TEXT PROVIDED →

◆ ◆ ◆ ◆ ◆ ◆ ◆

As shown below the bias-adjusted coefficients perform far better than the unadjusted coefficients in capturing the true values of the data generating process (model coefficients).

Code
cols <- c("(Intercept)","A1","A2","A3","X1","X2")
tab <- bias_vary_me[,lapply(.SD, mean),by=.(method,sens,spec),.SDcols=cols]
tab1 <- melt(tab,id.vars  = 1:3)
tab1[,Method := fifelse(method == "unadjusted","Unadjusted","Adjusted")]
ggplot(tab1,aes(x=sens,y=value,col=spec,group=spec)) + 
    geom_hline(yintercept = 0.0,linetype = 2) +
    geom_line() + 
    geom_point() +
    facet_wrap(~variable*Method,ncol=6) +
    labs(x = "Outcome base rate",y="Average bias") +
    scale_color_continuous(name="Specificity") +
    theme_bw(base_size=16) 

Coefficient 95% confidence interval coverage

The coverage of these lare sample confidence intervals appears reasonably close to 95% given the low number of simulation repetitions \(M=100\) and sample size \(n=1000\).

◆ ◆ ◆ ◆ ◆ ◆ ◆

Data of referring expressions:
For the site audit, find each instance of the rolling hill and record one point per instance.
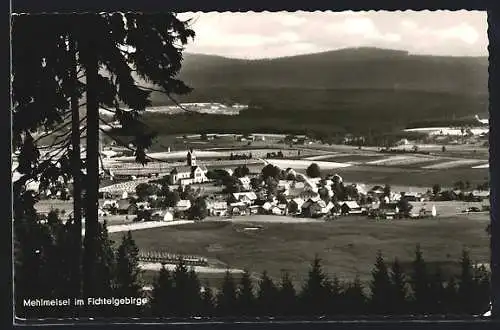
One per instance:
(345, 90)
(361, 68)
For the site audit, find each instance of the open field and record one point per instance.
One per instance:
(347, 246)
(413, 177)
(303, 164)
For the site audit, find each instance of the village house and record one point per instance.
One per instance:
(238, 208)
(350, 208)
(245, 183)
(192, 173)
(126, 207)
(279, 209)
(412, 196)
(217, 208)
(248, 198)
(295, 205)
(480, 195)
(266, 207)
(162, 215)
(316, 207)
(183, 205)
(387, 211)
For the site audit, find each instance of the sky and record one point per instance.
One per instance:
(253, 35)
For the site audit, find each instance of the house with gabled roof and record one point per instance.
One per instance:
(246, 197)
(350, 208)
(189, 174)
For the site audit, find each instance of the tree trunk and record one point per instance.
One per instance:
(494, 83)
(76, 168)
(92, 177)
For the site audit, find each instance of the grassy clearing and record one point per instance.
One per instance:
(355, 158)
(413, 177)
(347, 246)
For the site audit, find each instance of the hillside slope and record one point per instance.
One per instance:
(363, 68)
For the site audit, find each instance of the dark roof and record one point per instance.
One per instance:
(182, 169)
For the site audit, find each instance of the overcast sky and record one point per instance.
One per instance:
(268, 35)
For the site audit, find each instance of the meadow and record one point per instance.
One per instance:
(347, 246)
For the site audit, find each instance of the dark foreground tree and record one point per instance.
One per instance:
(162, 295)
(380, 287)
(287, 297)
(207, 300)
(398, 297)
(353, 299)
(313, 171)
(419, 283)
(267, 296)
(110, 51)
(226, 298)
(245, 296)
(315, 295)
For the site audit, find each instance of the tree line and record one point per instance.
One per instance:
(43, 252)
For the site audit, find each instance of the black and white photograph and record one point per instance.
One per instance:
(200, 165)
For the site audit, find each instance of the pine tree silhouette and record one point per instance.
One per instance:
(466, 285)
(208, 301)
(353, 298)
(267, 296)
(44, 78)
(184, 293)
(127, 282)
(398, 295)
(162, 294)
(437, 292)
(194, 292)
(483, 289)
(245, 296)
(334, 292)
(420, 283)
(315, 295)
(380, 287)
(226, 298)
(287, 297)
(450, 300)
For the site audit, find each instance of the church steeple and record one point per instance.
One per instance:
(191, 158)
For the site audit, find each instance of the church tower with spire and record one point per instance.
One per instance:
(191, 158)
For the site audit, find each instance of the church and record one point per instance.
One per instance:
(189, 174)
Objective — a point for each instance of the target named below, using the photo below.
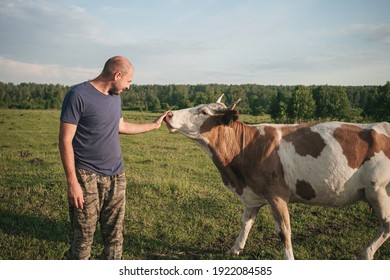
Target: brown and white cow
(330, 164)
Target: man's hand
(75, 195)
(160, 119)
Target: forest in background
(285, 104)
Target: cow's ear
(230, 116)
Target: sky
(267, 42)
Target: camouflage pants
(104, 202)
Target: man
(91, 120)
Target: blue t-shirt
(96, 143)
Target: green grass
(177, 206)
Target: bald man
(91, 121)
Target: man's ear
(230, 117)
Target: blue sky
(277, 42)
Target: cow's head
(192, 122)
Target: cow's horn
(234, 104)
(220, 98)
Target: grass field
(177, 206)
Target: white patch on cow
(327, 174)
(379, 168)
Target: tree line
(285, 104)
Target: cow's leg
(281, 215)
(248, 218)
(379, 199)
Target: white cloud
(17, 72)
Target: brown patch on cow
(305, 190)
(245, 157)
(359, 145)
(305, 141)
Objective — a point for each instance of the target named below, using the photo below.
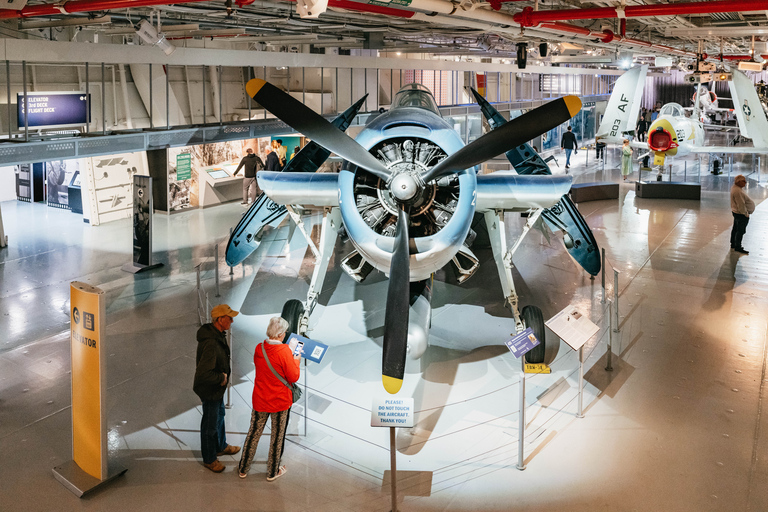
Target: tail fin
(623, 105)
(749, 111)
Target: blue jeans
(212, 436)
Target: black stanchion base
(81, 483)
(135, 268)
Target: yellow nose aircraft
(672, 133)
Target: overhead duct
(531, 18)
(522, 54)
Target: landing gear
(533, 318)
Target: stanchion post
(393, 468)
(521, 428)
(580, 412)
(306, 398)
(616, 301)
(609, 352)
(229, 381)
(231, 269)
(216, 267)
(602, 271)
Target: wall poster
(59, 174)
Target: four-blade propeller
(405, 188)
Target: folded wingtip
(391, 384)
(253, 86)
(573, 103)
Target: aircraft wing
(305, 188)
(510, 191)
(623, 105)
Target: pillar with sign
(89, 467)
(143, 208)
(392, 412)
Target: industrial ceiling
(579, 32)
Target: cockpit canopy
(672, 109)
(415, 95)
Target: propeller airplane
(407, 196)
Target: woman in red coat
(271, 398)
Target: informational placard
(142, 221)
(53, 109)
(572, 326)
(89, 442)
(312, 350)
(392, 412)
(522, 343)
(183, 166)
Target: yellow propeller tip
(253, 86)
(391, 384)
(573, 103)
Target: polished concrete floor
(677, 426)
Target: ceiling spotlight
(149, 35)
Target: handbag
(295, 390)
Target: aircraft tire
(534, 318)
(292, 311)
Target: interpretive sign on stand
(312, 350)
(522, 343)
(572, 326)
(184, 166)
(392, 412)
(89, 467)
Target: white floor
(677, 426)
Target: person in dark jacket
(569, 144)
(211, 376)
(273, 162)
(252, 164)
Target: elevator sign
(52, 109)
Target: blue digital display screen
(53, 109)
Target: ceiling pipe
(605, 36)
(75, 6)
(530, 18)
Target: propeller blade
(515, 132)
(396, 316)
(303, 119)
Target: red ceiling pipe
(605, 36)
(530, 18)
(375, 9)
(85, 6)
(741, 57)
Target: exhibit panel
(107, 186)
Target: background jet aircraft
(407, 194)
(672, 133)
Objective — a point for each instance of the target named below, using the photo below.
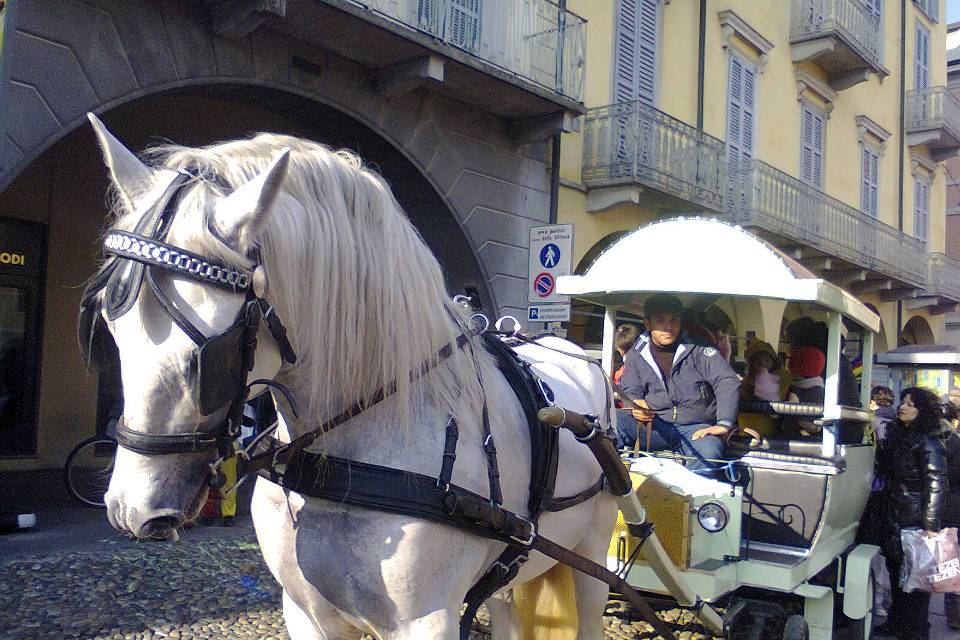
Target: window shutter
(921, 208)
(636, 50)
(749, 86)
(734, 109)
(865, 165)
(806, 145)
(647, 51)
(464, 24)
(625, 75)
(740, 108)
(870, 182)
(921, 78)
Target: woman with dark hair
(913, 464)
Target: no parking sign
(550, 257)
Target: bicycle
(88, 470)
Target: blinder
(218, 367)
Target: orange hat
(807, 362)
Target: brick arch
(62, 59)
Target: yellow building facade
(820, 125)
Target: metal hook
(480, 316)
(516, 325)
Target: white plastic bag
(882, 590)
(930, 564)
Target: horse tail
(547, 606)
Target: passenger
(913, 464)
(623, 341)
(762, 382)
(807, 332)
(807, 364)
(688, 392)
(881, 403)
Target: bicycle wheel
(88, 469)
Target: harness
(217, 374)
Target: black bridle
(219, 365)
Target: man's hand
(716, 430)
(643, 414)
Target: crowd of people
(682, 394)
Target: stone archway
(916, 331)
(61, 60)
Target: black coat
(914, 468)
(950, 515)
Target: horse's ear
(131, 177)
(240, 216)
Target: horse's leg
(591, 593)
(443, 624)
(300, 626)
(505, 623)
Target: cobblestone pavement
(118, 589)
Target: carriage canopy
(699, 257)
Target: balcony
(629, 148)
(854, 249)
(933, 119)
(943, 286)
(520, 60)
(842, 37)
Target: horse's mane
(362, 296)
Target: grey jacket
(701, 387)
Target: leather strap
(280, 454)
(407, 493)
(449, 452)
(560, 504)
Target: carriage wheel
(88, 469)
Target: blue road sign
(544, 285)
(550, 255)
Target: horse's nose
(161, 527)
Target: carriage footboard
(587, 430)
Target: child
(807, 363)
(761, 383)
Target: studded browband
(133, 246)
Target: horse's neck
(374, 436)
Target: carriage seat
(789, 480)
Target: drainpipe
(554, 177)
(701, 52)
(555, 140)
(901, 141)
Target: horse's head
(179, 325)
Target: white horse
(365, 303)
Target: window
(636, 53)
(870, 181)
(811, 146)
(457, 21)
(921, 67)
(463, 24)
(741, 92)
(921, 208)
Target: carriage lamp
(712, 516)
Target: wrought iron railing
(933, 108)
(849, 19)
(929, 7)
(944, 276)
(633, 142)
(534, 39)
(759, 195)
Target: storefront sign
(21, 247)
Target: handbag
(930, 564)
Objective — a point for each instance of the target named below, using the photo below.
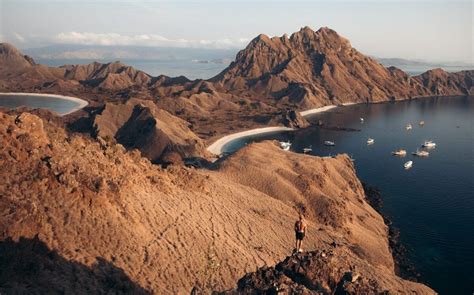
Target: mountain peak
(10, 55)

◆ ◆ ◆ ◆ ◆ ◆ ◆

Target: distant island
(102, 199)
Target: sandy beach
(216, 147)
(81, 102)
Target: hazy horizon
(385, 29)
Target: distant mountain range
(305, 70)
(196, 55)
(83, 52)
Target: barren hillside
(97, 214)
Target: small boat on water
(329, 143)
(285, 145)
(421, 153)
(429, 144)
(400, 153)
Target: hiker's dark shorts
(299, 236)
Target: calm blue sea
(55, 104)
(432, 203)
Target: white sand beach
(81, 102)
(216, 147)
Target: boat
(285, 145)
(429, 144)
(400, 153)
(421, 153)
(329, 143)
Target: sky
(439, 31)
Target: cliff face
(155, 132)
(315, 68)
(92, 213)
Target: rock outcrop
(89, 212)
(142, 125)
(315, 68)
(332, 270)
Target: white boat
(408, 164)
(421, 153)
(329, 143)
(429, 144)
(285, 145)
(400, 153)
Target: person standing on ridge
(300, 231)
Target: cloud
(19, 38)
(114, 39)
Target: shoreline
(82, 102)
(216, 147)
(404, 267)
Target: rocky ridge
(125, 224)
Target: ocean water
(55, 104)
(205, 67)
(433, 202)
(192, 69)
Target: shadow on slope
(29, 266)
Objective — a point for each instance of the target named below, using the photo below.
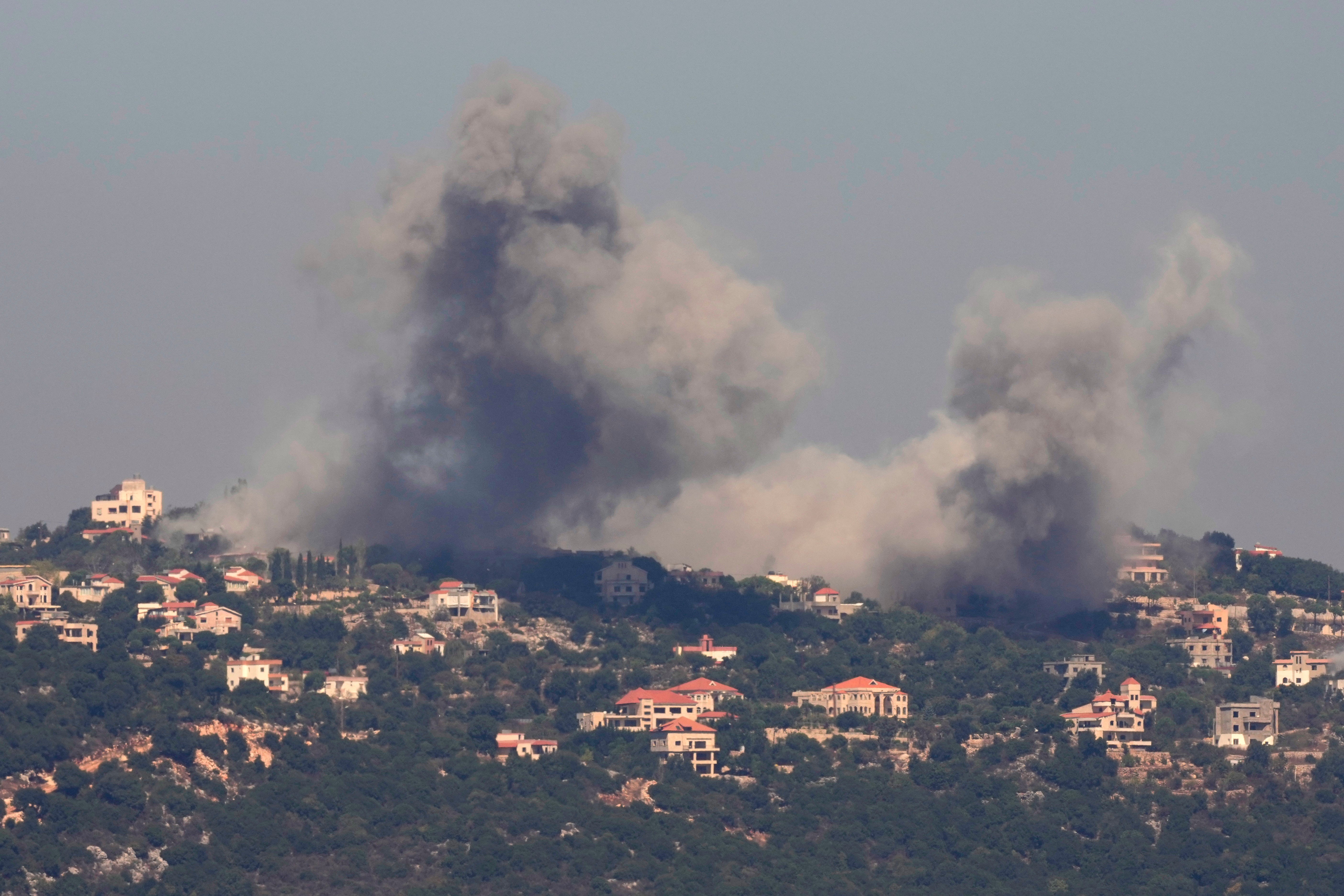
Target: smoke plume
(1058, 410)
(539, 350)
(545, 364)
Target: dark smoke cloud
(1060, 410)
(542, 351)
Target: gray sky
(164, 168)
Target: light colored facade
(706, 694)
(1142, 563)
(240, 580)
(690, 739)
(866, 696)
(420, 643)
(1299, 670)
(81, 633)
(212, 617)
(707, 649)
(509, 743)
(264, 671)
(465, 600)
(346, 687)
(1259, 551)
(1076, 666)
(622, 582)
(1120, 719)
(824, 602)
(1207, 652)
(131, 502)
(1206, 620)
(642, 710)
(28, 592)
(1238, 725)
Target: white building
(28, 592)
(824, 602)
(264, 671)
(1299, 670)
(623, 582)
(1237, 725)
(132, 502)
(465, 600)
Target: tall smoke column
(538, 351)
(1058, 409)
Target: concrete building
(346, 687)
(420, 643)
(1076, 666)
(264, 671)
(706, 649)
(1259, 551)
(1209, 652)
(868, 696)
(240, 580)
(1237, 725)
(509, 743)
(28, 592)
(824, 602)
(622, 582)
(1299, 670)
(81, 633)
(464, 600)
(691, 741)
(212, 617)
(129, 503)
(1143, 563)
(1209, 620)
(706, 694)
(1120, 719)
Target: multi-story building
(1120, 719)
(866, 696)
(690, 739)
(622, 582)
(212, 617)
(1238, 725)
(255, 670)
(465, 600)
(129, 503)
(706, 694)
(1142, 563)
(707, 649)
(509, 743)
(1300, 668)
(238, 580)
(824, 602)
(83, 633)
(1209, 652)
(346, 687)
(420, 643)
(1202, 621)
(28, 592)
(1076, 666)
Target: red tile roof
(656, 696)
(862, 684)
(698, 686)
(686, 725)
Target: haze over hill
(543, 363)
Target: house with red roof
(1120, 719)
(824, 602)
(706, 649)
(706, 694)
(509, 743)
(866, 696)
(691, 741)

◆ ◆ ◆ ◆ ◆ ◆ ◆

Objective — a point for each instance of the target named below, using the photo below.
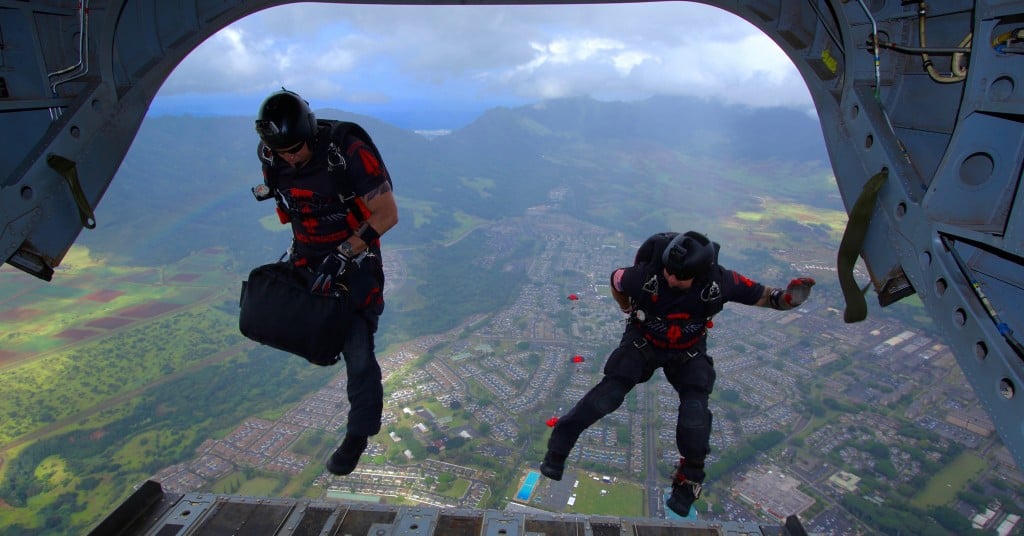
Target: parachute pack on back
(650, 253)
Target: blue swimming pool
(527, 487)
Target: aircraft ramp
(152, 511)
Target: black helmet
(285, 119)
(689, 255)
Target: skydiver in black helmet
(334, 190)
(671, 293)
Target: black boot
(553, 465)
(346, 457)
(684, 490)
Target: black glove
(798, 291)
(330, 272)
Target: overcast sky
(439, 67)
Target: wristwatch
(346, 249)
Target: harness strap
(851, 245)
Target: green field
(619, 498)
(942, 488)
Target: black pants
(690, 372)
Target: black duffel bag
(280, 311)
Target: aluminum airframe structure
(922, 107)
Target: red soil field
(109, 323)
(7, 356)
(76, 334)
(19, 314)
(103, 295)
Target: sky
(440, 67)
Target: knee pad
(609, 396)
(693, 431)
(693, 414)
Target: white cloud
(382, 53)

◆ ◆ ◆ ◆ ◆ ◆ ◆

REQUIREMENT A → Render this sentence from the text on bias-adjusted coefficients in Spanish: "As shown below the bias-adjusted coefficients perform far better than the unadjusted coefficients in capturing the true values of the data generating process (model coefficients)."
REQUIREMENT B → Summarize the text on bias-adjusted coefficients in two sentences.
The material is not needed for any of the tasks.

EXPECTED OUTPUT A → Como se muestra a continuación, los coeficientes ajustados por sesgo funcionan mucho mejor que los coeficientes no ajustados a la hora de captar los valores verdaderos del proceso generador de datos (coeficientes del modelo).

EXPECTED OUTPUT B → The bias-adjusted coefficients capture the true values of the data generating process far better than the unadjusted coefficients. The coverage of the confidence intervals appears reasonably close to 95%, given only 100 simulation repetitions and a sample size of 1000.